Records of labeled points
◆ ◆ ◆ ◆

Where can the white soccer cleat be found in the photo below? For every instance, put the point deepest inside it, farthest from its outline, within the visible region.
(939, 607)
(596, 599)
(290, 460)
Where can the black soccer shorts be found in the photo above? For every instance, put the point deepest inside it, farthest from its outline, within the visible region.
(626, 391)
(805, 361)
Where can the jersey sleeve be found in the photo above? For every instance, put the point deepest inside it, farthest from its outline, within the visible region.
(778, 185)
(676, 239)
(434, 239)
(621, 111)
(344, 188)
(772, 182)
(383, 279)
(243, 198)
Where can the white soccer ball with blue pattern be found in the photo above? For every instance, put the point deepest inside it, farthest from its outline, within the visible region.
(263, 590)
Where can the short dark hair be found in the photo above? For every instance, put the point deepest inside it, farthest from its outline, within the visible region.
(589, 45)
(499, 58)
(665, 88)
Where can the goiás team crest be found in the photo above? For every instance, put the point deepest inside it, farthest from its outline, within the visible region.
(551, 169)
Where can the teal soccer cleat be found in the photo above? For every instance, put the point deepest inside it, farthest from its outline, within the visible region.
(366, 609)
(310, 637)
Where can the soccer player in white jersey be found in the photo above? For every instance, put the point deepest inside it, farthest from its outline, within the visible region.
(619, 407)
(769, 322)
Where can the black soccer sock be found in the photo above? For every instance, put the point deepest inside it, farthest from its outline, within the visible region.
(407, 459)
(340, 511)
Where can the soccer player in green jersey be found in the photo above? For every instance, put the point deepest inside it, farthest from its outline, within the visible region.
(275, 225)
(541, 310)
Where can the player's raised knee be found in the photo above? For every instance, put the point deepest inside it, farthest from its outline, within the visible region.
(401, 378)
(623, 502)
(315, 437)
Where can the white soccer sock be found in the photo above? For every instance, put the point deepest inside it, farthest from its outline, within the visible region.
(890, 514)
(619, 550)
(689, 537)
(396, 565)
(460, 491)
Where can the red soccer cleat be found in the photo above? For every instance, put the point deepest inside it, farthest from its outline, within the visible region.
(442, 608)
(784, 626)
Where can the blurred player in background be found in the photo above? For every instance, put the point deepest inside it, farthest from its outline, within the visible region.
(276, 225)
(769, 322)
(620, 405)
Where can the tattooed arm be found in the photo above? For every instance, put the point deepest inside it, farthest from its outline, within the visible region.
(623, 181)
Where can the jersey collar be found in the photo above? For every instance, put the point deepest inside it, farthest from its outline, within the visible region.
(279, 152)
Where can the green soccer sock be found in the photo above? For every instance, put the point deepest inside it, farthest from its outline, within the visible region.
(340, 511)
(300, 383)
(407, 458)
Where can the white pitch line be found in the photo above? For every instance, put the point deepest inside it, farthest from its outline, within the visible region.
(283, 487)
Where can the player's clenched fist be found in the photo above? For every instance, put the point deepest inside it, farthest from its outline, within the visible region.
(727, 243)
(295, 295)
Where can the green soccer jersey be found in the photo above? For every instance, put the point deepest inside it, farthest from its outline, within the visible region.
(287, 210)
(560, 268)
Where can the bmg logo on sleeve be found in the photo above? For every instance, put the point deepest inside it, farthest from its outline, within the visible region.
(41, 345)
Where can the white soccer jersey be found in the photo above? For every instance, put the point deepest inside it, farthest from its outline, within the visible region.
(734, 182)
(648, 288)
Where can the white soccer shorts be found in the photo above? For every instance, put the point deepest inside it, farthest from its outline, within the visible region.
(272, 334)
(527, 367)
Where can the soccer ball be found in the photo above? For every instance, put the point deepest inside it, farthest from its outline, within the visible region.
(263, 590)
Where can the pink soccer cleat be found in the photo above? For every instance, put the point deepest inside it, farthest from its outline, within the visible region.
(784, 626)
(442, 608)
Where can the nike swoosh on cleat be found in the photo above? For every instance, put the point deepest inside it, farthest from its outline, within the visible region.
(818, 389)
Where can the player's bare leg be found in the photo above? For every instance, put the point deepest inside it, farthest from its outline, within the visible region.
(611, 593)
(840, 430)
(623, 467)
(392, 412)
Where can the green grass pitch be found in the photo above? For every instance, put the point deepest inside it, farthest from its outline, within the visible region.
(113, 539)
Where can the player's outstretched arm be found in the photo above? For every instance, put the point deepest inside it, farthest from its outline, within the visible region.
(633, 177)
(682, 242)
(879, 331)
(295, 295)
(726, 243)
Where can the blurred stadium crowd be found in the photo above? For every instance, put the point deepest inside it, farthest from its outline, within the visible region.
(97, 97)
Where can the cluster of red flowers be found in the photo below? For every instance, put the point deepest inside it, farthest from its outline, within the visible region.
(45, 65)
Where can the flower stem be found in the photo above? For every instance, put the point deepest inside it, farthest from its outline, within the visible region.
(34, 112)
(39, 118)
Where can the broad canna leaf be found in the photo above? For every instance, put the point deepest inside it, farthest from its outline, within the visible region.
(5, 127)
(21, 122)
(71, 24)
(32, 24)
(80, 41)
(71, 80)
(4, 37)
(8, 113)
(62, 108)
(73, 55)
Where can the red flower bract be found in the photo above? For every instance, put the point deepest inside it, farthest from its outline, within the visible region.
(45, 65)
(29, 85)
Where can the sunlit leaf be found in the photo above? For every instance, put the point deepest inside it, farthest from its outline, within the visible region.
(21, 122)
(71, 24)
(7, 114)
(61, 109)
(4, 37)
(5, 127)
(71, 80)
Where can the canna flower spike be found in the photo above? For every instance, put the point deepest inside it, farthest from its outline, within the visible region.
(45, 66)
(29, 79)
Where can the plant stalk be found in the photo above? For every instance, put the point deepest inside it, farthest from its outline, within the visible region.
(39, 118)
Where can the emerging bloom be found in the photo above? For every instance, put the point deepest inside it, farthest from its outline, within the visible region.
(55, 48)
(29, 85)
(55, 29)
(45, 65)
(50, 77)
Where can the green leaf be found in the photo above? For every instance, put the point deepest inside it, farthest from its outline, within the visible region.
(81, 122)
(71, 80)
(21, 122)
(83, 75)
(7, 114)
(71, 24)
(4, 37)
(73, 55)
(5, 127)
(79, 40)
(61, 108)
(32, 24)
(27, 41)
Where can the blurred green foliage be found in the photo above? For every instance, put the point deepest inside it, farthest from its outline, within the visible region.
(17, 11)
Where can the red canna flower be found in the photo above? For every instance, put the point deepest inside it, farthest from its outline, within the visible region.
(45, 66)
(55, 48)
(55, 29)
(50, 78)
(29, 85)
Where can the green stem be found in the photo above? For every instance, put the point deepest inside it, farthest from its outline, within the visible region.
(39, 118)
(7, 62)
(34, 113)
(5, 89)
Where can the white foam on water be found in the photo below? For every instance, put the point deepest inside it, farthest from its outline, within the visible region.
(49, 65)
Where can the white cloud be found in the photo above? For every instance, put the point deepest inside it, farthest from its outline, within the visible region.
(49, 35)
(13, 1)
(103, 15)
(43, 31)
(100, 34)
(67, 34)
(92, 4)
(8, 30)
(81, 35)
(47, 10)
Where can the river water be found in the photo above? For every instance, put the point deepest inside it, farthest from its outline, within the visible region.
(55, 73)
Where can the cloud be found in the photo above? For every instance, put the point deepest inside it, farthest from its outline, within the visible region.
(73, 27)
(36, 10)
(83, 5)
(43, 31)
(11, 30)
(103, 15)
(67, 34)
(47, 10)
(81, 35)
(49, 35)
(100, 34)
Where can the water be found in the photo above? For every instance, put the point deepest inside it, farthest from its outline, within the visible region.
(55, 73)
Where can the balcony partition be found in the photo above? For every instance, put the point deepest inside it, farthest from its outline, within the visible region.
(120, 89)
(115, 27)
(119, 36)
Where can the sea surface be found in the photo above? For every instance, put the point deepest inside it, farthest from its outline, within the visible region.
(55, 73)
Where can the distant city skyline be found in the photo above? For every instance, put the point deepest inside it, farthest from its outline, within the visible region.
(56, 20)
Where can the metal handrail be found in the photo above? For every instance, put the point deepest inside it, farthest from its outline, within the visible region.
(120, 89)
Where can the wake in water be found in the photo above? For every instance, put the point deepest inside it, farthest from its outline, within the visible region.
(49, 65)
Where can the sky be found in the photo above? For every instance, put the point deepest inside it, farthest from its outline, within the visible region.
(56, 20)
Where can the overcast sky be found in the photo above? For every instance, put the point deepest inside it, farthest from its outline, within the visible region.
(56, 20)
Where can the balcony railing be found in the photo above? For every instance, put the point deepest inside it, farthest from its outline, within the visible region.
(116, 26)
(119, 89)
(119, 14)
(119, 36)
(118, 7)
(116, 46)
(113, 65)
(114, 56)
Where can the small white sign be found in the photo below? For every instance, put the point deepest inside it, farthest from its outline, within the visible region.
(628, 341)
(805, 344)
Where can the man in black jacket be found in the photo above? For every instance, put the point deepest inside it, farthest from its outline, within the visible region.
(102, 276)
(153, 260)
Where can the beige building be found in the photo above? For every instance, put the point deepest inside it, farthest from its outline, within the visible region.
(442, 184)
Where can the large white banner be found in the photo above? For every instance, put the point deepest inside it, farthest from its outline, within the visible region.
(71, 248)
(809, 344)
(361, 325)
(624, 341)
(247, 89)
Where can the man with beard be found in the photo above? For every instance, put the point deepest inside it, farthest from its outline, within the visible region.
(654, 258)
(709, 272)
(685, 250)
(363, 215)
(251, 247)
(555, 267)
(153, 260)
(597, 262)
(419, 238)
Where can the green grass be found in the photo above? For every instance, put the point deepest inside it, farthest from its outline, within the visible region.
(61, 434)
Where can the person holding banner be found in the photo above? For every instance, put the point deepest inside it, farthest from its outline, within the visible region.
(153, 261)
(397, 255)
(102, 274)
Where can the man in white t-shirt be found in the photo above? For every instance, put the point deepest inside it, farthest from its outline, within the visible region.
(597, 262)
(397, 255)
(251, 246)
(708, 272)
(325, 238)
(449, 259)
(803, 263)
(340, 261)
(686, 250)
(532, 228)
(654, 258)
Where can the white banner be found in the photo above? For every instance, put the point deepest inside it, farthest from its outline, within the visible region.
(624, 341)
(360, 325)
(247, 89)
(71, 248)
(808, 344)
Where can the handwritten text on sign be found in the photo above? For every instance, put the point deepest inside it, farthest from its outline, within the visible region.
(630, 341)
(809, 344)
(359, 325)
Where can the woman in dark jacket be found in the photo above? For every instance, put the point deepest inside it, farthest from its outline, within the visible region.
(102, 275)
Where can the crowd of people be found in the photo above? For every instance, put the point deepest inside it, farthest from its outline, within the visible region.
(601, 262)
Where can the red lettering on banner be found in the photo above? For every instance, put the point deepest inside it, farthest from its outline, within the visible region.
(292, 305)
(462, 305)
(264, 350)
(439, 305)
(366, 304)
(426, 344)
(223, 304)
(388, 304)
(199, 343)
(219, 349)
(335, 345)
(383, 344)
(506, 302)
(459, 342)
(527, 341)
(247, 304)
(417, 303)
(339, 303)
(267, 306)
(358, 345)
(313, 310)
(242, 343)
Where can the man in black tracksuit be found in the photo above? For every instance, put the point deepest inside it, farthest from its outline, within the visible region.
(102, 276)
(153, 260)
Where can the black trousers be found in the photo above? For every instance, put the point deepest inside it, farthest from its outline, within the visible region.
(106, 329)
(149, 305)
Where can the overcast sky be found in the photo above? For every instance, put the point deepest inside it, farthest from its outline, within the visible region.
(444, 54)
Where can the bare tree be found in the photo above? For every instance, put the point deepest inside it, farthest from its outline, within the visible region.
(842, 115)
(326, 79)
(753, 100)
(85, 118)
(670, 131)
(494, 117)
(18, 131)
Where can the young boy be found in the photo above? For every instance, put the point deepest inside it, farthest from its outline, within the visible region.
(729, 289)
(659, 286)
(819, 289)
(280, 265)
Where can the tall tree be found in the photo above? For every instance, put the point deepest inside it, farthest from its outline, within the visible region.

◆ ◆ ◆ ◆

Set problem
Copy out the records from the line with "Where can the black trousers" through the last line of the records, both included, requests and all. Shift each coordinate in the answers by adding 9 to it.

Answer to the exercise
Where can the black trousers be found in the photo above? For every instance, put the point deepest inside it, farthest from its outline, within the visible region.
(115, 338)
(158, 314)
Where can the overcast sky be found in the photo above? For every instance, put the point deepest inside it, farthest from its outline, within the visible region.
(453, 63)
Where can the bare tree be found in the photo above? For every instance, put the point deepest inside it, farthest from its outline, within the visible region.
(851, 124)
(335, 88)
(762, 109)
(94, 127)
(679, 140)
(503, 126)
(27, 140)
Where can the young boy be found in the photo above? For every instance, put the point deepest inside it, farthest from its outline, within the visible region.
(738, 298)
(668, 295)
(828, 298)
(289, 274)
Where can the tall tree be found in the photo above? For every instance, put the point deepest inside it, farthest from its outline, within the visible region.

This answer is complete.